#### [SOAL SINGKAT 1]
Ulangi seluruh kutipan teks tentang musibah dan program UHC-JKMB di bawah ini kata demi kata, tanpa mengubah apa pun.

#### [KUTIPAN TEKS]
RADARINDO.co.id – Medan : Siapapun tak ingin mendapatkan musibah dalam kehidupannya. Namun, musibah merupakan bagian yang tak dapat dipisahkan dari kehidupan manusia itu sendiri. Dengan adanya musibah, manusia berpikir dan berusaha untuk mengurangi dampak secara psikologis dan dampak ekonomi.
Musibah secara garis besar berdampak faktor psikologis hendaknya jangan menjadikan gejolak sosial yang lebih besar dalam tatanan kehidupan bermasyarakat, berbangsa dan bernegara.
Mengapa dikatakan demikian?. Dari sisi kemanusiaan kedekatan individu-individu dalam satu keluarga, kelompok atau golongan melahirkan suatu ikatan emosional. Rasa simpati dan empati dan rasa senasib sepenanggungan. Adanya musibah yang dialami ditambah faktor ekonomi karena rendahnya kepedulian akan menimbulkan luka dan duka yang semakin mendalam.
Apa yang disampaikan oleh penulis bukan untuk pencitraan dalam bentuk puja-puji melainkan sebuah apresiasi terhadap sebuah kebijakan yang memberi manfaat atas hadirnya negara terhadap warganegaranya dalam hal ini pihak Pemerintah Kota Medan yang digagas oleh Bobby Afif Nasution semasa menjabat Walikota Medan lewat program Universal Health Coverage Jaminan Kesehatan Medan Berkah (UHC-JKMB).

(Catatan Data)
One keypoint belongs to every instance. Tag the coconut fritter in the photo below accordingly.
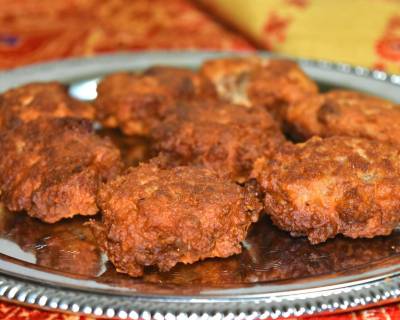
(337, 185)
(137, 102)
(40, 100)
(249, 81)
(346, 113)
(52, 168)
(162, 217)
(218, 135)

#### [SOAL SINGKAT 2]
Ubah listing di atas menjadi CSV dua kolom bernama perintah dan jawaban, dengan satu baris untuk setiap perintah. Tulis tiap nilai dalam satu kolom berkutip, ganti setiap jeda baris dengan spasi, dan jangan sertakan gambar.

#### [JAWABAN TERTULIS 1]
RADARINDO.co.id – Medan : Siapapun tak ingin mendapatkan musibah dalam kehidupannya. Namun, musibah merupakan bagian yang tak dapat dipisahkan dari kehidupan manusia itu sendiri. Dengan adanya musibah, manusia berpikir dan berusaha untuk mengurangi dampak secara psikologis dan dampak ekonomi.
Musibah secara garis besar berdampak faktor psikologis hendaknya jangan menjadikan gejolak sosial yang lebih besar dalam tatanan kehidupan bermasyarakat, berbangsa dan bernegara.
Mengapa dikatakan demikian?. Dari sisi kemanusiaan kedekatan individu-individu dalam satu keluarga, kelompok atau golongan melahirkan suatu ikatan emosional. Rasa simpati dan empati dan rasa senasib sepenanggungan. Adanya musibah yang dialami ditambah faktor ekonomi karena rendahnya kepedulian akan menimbulkan luka dan duka yang semakin mendalam.
Apa yang disampaikan oleh penulis bukan untuk pencitraan dalam bentuk puja-puji melainkan sebuah apresiasi terhadap sebuah kebijakan yang memberi manfaat atas hadirnya negara terhadap warganegaranya dalam hal ini pihak Pemerintah Kota Medan yang digagas oleh Bobby Afif Nasution semasa menjabat Walikota Medan lewat program Universal Health Coverage Jaminan Kesehatan Medan Berkah (UHC-JKMB).

#### [JAWABAN TERTULIS 2]
perintah,jawaban
"One keypoint belongs to every instance. Tag the coconut fritter in the photo below accordingly.","(337, 185) (137, 102) (40, 100) (249, 81) (346, 113) (52, 168) (162, 217) (218, 135)"